■ **DATA EXCERPTS**:
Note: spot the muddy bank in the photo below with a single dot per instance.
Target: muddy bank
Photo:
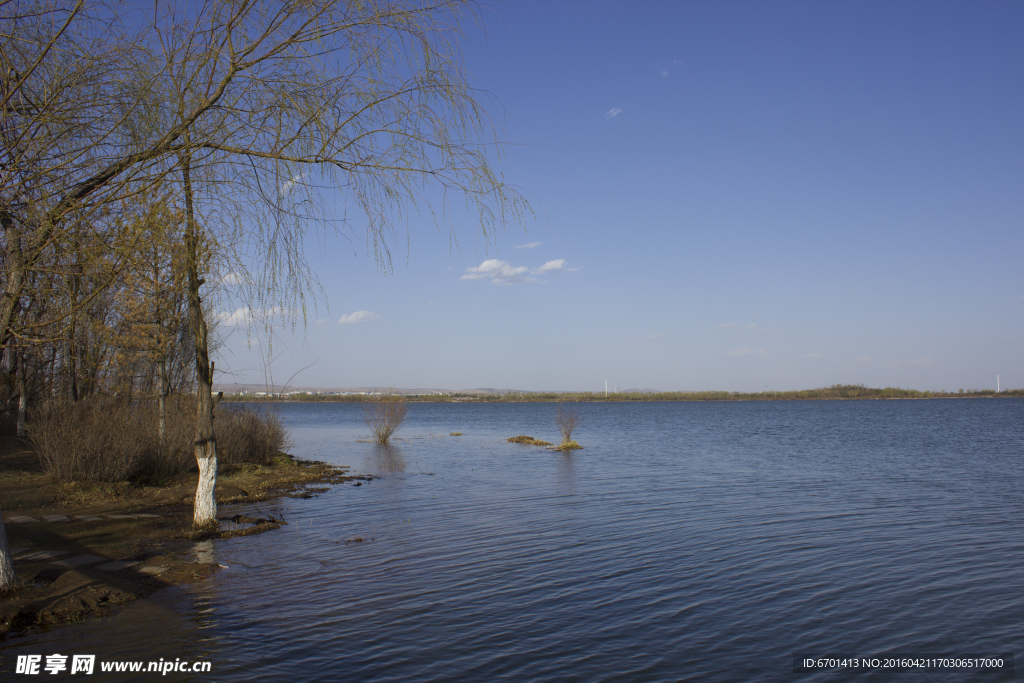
(83, 550)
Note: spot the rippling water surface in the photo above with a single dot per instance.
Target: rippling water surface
(687, 541)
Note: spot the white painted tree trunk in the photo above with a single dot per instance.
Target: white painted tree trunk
(6, 566)
(163, 402)
(205, 509)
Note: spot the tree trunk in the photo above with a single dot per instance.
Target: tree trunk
(6, 566)
(23, 398)
(205, 510)
(162, 388)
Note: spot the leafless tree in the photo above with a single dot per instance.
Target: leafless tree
(567, 419)
(252, 116)
(384, 417)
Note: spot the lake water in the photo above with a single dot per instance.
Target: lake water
(704, 541)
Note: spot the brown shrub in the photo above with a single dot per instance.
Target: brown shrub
(383, 417)
(110, 439)
(249, 435)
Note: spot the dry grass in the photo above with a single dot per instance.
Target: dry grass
(522, 438)
(112, 439)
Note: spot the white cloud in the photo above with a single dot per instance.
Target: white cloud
(499, 271)
(245, 316)
(557, 265)
(357, 316)
(288, 184)
(239, 317)
(747, 351)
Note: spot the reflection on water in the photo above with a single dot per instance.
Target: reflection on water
(565, 474)
(385, 459)
(686, 541)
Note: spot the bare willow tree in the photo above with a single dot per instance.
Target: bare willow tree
(258, 117)
(282, 105)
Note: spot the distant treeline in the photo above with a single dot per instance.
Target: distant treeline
(835, 392)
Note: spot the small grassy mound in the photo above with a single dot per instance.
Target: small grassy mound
(522, 438)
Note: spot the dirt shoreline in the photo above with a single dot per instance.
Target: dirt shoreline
(81, 551)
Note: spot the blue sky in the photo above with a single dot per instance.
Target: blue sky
(728, 196)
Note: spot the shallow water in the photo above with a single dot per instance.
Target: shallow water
(687, 541)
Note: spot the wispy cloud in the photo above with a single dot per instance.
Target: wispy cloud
(748, 351)
(288, 184)
(245, 316)
(357, 316)
(551, 266)
(502, 272)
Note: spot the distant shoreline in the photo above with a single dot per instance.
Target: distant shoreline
(838, 392)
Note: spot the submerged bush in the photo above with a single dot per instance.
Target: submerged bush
(384, 417)
(115, 439)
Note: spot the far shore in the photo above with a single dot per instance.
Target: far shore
(838, 392)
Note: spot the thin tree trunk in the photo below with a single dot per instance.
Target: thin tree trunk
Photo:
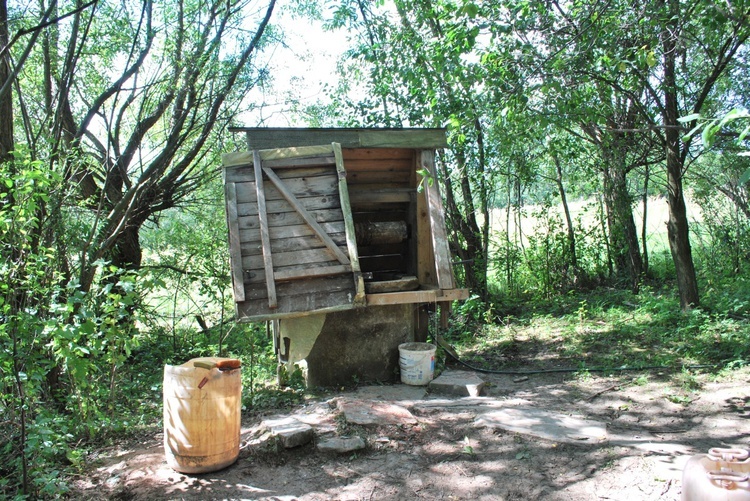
(677, 226)
(568, 219)
(6, 100)
(644, 225)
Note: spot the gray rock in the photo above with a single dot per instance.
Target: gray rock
(341, 444)
(461, 383)
(290, 432)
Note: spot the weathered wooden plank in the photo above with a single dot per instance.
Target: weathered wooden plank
(351, 242)
(291, 304)
(294, 163)
(403, 138)
(425, 255)
(278, 219)
(382, 166)
(246, 173)
(443, 267)
(235, 248)
(282, 232)
(295, 152)
(395, 179)
(274, 206)
(315, 285)
(405, 297)
(341, 256)
(302, 187)
(293, 258)
(348, 138)
(316, 271)
(364, 195)
(453, 294)
(264, 235)
(254, 247)
(353, 154)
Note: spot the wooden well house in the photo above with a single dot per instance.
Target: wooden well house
(337, 236)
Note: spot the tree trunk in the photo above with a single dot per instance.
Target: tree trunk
(623, 235)
(677, 227)
(6, 99)
(568, 220)
(644, 225)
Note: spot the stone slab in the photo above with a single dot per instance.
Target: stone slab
(403, 393)
(367, 412)
(461, 383)
(290, 432)
(544, 424)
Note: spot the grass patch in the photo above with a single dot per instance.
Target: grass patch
(604, 328)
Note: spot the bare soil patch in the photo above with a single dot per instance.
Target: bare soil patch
(659, 420)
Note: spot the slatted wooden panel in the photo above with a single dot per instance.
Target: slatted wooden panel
(381, 189)
(289, 233)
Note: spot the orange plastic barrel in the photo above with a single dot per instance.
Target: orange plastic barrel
(720, 475)
(202, 415)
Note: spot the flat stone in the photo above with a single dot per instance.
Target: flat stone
(543, 424)
(341, 444)
(367, 412)
(290, 432)
(403, 393)
(461, 383)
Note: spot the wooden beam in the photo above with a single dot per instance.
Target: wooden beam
(320, 232)
(405, 297)
(318, 271)
(351, 241)
(271, 137)
(264, 235)
(437, 224)
(235, 247)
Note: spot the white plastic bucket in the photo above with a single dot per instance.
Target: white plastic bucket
(417, 363)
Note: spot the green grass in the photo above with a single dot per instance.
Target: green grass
(603, 328)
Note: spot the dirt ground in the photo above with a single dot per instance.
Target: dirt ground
(661, 421)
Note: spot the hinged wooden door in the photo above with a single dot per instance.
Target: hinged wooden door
(291, 235)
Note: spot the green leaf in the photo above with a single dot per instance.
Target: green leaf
(689, 118)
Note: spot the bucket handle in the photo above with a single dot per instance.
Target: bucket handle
(728, 478)
(722, 454)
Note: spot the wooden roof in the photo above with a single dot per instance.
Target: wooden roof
(259, 138)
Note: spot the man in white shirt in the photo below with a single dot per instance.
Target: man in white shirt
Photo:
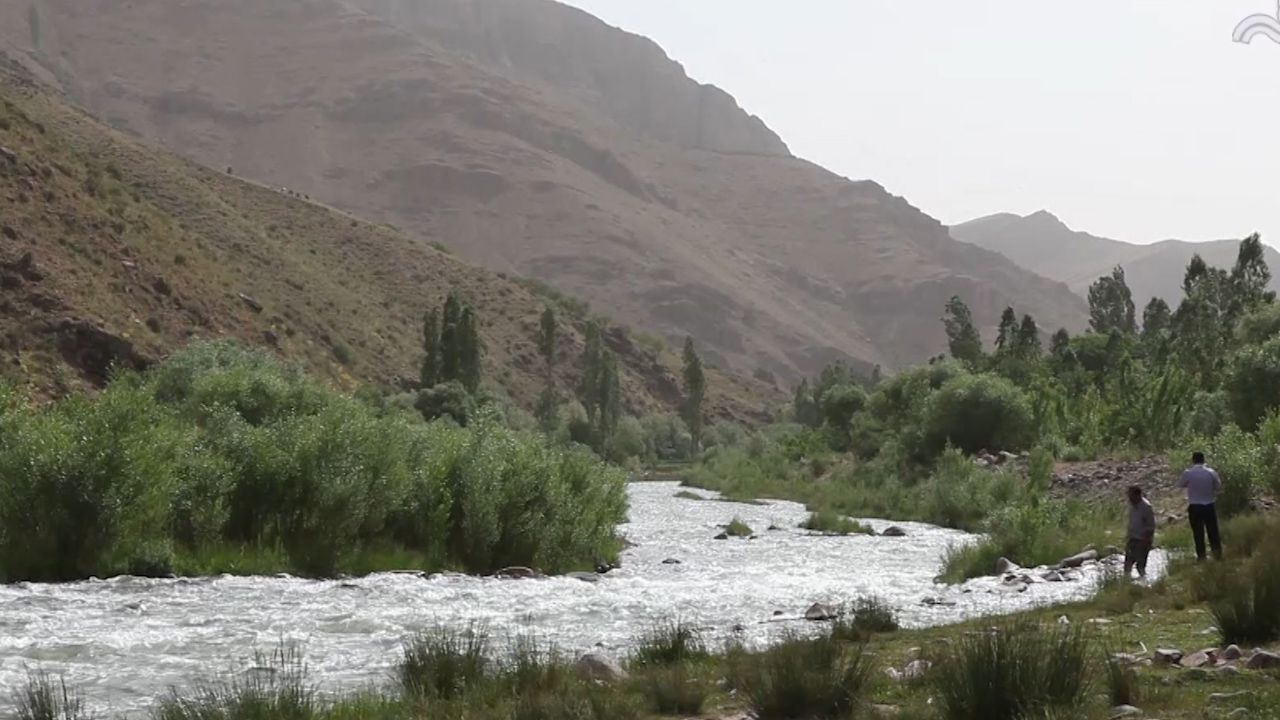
(1142, 532)
(1202, 484)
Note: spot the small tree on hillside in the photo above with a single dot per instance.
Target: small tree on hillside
(963, 338)
(1111, 304)
(695, 391)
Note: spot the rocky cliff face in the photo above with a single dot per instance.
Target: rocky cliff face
(625, 76)
(530, 137)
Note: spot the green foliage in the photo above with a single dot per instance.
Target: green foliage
(979, 413)
(670, 643)
(1018, 670)
(46, 698)
(1111, 305)
(807, 678)
(1249, 613)
(963, 338)
(224, 447)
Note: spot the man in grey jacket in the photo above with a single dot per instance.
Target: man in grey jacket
(1142, 532)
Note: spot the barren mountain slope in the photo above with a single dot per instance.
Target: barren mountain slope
(112, 250)
(1043, 244)
(533, 137)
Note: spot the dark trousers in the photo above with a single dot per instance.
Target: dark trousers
(1203, 519)
(1136, 555)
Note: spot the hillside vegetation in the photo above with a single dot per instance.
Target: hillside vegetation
(529, 136)
(118, 253)
(972, 441)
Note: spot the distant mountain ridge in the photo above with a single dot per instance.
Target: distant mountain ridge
(1045, 245)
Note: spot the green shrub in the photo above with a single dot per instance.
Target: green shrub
(277, 688)
(45, 698)
(832, 523)
(979, 413)
(444, 664)
(675, 691)
(670, 643)
(1019, 670)
(1249, 613)
(807, 678)
(220, 449)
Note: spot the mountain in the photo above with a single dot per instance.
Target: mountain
(1045, 245)
(534, 139)
(115, 251)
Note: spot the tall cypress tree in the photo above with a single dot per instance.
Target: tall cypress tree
(470, 354)
(451, 343)
(430, 370)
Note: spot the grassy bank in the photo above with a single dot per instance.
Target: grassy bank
(224, 460)
(1075, 661)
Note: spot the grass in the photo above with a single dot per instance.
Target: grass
(670, 643)
(830, 523)
(1015, 670)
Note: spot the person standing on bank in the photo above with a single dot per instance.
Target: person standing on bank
(1142, 533)
(1202, 484)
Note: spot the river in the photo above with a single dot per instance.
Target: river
(126, 641)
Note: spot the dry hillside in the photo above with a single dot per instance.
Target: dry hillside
(1043, 244)
(531, 137)
(115, 251)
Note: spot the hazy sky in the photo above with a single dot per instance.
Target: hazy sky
(1137, 119)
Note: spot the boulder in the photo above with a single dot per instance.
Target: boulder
(595, 666)
(517, 573)
(1197, 660)
(1005, 565)
(1079, 559)
(818, 611)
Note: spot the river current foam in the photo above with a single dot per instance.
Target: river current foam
(126, 641)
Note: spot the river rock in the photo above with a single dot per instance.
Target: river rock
(818, 611)
(1005, 565)
(1078, 559)
(1264, 660)
(915, 669)
(1197, 660)
(517, 573)
(595, 666)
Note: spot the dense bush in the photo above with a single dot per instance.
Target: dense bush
(1019, 670)
(222, 446)
(979, 413)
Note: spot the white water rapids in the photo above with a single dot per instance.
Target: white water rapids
(124, 642)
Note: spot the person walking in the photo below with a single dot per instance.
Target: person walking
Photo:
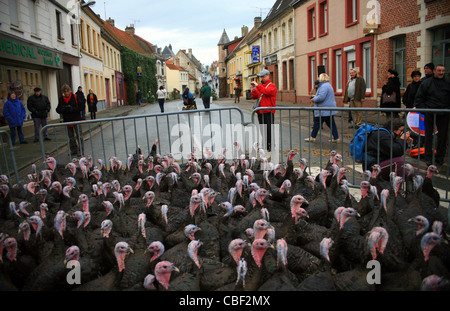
(390, 94)
(379, 144)
(237, 93)
(14, 112)
(267, 93)
(139, 97)
(324, 98)
(92, 101)
(428, 70)
(82, 102)
(39, 106)
(355, 93)
(434, 93)
(69, 108)
(205, 94)
(162, 94)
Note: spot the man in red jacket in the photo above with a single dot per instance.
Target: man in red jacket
(267, 92)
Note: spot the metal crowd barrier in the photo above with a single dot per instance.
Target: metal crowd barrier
(293, 124)
(190, 130)
(8, 161)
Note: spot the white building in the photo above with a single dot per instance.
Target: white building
(38, 49)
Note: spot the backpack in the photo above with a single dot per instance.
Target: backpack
(358, 143)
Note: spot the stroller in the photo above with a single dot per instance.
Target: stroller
(190, 104)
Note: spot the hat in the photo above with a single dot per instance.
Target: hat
(263, 73)
(415, 73)
(393, 71)
(429, 65)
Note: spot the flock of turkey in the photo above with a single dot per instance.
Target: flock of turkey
(213, 225)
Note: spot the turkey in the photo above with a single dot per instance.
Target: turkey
(207, 224)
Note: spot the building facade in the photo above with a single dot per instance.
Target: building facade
(33, 53)
(278, 48)
(333, 37)
(411, 34)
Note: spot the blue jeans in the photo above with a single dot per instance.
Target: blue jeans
(329, 121)
(13, 134)
(161, 104)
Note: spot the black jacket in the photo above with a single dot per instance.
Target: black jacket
(410, 94)
(39, 106)
(384, 147)
(91, 100)
(81, 99)
(433, 93)
(71, 111)
(393, 85)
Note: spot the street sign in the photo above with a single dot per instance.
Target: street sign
(255, 54)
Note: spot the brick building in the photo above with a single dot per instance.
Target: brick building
(411, 34)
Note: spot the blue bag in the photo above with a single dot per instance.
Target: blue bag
(358, 143)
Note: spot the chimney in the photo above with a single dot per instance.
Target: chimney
(110, 21)
(130, 29)
(257, 22)
(244, 30)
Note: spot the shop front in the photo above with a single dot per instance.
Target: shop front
(25, 65)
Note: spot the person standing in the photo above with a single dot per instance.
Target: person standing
(69, 108)
(324, 98)
(390, 94)
(138, 97)
(355, 93)
(205, 94)
(434, 93)
(92, 101)
(237, 93)
(14, 112)
(411, 90)
(267, 92)
(428, 70)
(82, 102)
(162, 94)
(39, 106)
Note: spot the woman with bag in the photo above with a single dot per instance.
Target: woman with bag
(390, 94)
(266, 94)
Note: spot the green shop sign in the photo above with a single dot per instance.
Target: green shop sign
(20, 50)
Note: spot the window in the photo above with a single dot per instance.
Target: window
(441, 47)
(88, 38)
(367, 66)
(73, 33)
(400, 58)
(13, 13)
(291, 74)
(32, 16)
(312, 66)
(324, 60)
(338, 68)
(290, 31)
(323, 18)
(311, 22)
(275, 39)
(82, 38)
(59, 31)
(351, 12)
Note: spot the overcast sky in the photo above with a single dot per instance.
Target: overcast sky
(195, 24)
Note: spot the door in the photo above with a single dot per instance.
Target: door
(108, 100)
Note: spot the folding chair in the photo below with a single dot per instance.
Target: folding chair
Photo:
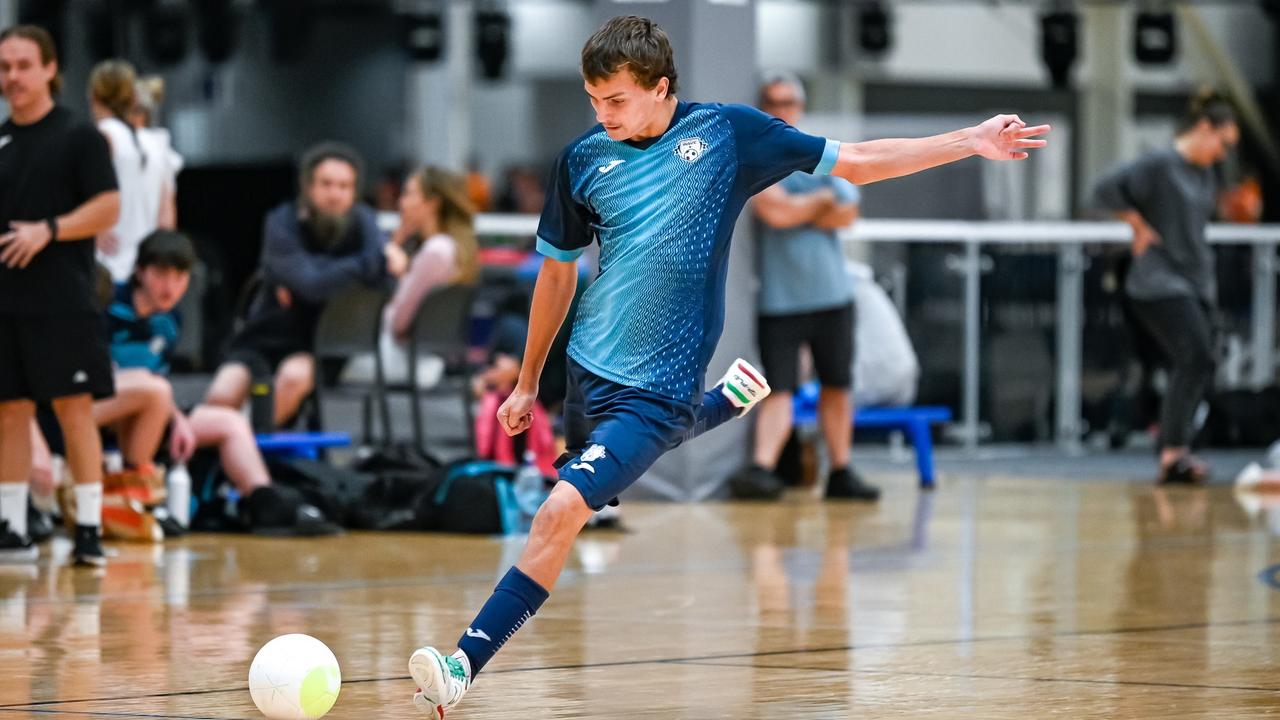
(442, 327)
(348, 327)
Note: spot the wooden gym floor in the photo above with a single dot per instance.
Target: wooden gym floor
(999, 597)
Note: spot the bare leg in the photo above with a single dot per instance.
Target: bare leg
(772, 428)
(229, 387)
(293, 383)
(229, 432)
(141, 409)
(80, 432)
(835, 414)
(551, 537)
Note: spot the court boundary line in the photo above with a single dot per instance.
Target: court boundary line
(708, 659)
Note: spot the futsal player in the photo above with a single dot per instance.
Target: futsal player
(659, 183)
(58, 191)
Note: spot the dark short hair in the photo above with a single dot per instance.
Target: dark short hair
(48, 50)
(1207, 105)
(167, 249)
(318, 154)
(632, 41)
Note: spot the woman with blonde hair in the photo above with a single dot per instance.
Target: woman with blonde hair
(142, 167)
(433, 246)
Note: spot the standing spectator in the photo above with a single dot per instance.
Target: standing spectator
(58, 191)
(807, 300)
(141, 169)
(434, 245)
(1168, 197)
(312, 249)
(146, 108)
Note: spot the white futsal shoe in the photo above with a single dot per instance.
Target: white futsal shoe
(442, 680)
(744, 386)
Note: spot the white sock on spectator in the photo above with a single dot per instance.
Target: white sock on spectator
(88, 504)
(13, 506)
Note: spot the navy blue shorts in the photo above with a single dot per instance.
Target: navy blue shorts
(615, 433)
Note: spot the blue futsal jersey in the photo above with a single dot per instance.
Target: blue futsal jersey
(663, 210)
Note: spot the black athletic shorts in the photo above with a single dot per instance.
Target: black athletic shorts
(49, 356)
(830, 336)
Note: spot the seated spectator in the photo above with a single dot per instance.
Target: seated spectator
(885, 367)
(142, 165)
(149, 95)
(312, 249)
(433, 246)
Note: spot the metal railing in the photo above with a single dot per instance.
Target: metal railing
(1068, 238)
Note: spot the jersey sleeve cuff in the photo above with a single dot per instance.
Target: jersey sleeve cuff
(556, 253)
(830, 154)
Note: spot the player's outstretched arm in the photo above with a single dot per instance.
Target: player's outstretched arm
(1004, 137)
(552, 297)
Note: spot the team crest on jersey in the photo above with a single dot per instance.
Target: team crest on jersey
(690, 149)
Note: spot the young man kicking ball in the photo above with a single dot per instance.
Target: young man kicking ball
(659, 183)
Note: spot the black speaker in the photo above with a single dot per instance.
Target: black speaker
(49, 14)
(103, 27)
(289, 28)
(165, 31)
(493, 39)
(424, 36)
(874, 28)
(1155, 37)
(1059, 45)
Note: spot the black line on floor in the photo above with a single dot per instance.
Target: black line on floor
(979, 677)
(721, 656)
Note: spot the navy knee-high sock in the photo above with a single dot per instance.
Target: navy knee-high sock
(516, 598)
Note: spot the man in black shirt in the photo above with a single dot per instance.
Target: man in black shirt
(58, 190)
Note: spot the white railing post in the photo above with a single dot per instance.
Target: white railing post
(972, 341)
(1264, 315)
(1070, 302)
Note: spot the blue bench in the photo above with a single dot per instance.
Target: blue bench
(914, 422)
(300, 445)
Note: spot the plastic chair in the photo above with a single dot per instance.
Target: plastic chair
(442, 327)
(348, 327)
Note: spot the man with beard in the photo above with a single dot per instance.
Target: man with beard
(312, 249)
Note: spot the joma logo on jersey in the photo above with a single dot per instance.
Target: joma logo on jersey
(690, 149)
(592, 455)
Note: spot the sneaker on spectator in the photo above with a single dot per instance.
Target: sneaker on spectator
(14, 547)
(124, 518)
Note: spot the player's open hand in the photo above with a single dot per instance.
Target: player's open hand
(517, 411)
(1006, 137)
(18, 246)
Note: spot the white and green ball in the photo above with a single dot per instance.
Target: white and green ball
(295, 678)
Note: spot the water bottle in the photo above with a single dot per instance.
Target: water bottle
(530, 487)
(179, 495)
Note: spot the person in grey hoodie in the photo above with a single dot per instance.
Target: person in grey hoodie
(1168, 197)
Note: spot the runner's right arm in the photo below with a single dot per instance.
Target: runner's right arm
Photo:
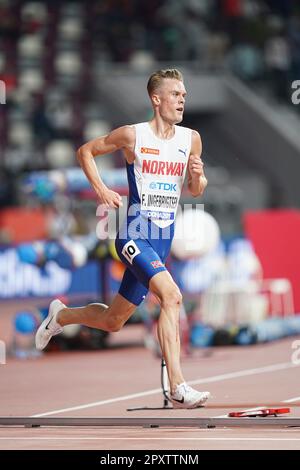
(120, 138)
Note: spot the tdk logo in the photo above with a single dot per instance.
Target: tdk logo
(163, 186)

■ **TASK PROMPT**:
From the line that contains "Note: spot the navy knee-high" to the end of the material above, output every line exactly, both ends included, but leave out any pictures.

■ **EXERCISE ANSWER**:
Note: spot the navy knee-high sock in the photo above with a single dot per instance.
Target: navy knee-high sock
(516, 598)
Note: spot the man in black shirt in the photo above with a single dot per instance.
Target: man in black shirt
(58, 190)
Note: spot the white railing post in the photo above with a single dot per instance.
Target: white railing post
(972, 341)
(1264, 315)
(1070, 302)
Note: spot the blue bench in the photo above with a single dot per instance.
Target: blue bench
(914, 422)
(300, 445)
Note: spot the plastic chair in the photo above with a single dot per instance.
Target: plastic chair
(442, 327)
(348, 327)
Note: spot the man with beard in the photo above with a single dot per instance.
Target: man with beard
(312, 249)
Note: spot the joma logo on jersey in the photo above with a single dot per instance.
Target: joma logo on jersey
(690, 149)
(592, 455)
Note: spot the sneaker on spectator in the photo above with a single dot per instance.
Target: sneaker on spectator
(14, 547)
(124, 518)
Note: spot the player's open hand in the photo above with a single dot per instance.
Target: player's open hand
(517, 411)
(1006, 137)
(18, 246)
Note: spot the white and green ball in the photo above with a single dot per instance.
Target: white and green ball
(295, 678)
Note: spot the water bottle in the photo above with a single dot per instance.
Target: water bottle
(530, 487)
(179, 495)
Note: spot the person in grey hoodie in the photo above with a single dot per instance.
Target: person in grey hoodie
(1168, 197)
Note: spot the runner's right arm in the photo below with a single dot per instance.
Target: runner's right arm
Photo:
(120, 138)
Note: spot the tdk logo in the photo above with a single dot per instance.
Target: tdk logo
(163, 186)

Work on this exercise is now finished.